Central planning can be done well or badly. It can't not be done at all.
Rumford|10 years ago
Except even then, government intervention in money fixed a certain price ratio of gold and silver. When that ratio no longer reflected the real market prices, chaos predictably appeared in the banking system. Go back over the history of the late 19th century panics and you'll notice one metal was fleeing the country and causing a lot of controversy. That's a government price control at work, not unfettered capitalism. The Federal Reserve Act was the wrong solution.
And yet even with the Fed, there's the stubborn little fact of the crash of 1920 -- bigger than that of 1929 -- and the rapid recovery that followed. The Fed, Congress and the Presidency did basically nothing and it was over in 18 months. So judging from the objective facts laying before us, it looks like the central planners perform best when they avoid central planning.

================

:: Directive ::
Name the three bodies that, according to the central planning text, did basically nothing after the crash of 1920.

Point labeling dataset excerpts
================

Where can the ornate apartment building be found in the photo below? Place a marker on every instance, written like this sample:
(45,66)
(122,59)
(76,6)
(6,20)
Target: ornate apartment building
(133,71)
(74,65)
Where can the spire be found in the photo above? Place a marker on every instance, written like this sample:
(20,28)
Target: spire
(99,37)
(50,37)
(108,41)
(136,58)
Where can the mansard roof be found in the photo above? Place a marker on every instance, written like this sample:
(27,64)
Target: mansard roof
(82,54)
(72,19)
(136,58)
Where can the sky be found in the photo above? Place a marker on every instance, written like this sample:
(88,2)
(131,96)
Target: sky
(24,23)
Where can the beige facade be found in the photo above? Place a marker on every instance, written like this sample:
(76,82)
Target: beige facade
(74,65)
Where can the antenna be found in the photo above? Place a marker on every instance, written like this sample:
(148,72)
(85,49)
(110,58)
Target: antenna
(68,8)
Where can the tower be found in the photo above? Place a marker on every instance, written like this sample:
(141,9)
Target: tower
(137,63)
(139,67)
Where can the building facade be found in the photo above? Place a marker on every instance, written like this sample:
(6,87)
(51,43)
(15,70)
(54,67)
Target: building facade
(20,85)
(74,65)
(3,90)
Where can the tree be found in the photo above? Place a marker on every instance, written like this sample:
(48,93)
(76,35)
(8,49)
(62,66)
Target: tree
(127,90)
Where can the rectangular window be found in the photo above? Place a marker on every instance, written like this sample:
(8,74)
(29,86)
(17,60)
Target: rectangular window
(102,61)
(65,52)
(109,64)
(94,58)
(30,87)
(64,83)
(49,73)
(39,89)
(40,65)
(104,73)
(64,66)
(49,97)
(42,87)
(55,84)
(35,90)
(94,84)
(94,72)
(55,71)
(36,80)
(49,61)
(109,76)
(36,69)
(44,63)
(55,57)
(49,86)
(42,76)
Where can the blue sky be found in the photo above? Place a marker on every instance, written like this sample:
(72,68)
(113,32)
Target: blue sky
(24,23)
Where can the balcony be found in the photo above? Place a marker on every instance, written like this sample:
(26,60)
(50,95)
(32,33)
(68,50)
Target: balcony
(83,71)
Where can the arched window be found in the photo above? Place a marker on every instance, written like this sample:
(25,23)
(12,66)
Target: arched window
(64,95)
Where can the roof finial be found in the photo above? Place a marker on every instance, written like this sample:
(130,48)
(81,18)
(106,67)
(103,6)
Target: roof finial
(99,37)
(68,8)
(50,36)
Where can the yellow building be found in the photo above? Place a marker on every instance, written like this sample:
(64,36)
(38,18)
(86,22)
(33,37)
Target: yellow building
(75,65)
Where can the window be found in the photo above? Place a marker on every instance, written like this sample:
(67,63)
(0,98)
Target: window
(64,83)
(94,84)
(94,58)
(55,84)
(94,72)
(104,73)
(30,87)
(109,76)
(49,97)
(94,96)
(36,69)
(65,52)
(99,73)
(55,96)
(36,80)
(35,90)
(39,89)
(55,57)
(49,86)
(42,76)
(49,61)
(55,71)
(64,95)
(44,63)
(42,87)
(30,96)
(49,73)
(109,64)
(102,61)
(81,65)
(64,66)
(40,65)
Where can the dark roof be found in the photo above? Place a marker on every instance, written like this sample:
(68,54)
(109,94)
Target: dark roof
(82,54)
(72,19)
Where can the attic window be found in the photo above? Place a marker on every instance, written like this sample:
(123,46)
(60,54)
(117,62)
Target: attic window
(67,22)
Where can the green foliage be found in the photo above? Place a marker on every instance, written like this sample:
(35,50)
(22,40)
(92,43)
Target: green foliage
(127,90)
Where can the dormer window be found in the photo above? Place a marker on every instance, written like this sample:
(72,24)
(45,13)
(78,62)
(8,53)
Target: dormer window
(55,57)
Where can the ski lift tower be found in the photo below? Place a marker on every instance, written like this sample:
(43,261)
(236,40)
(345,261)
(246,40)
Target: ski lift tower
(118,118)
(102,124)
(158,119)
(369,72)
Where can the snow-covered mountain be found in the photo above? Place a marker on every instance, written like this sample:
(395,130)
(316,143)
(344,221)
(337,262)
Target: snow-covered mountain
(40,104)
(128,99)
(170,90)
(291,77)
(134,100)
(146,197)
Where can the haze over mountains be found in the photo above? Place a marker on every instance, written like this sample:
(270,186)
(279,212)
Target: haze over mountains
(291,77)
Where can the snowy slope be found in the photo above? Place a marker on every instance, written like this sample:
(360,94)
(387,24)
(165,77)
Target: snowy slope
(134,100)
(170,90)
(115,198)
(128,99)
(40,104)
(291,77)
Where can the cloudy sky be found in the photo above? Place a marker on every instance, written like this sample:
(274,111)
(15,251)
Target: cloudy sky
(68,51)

================

:: Solution for this problem ::
The Fed, Congress and the Presidency.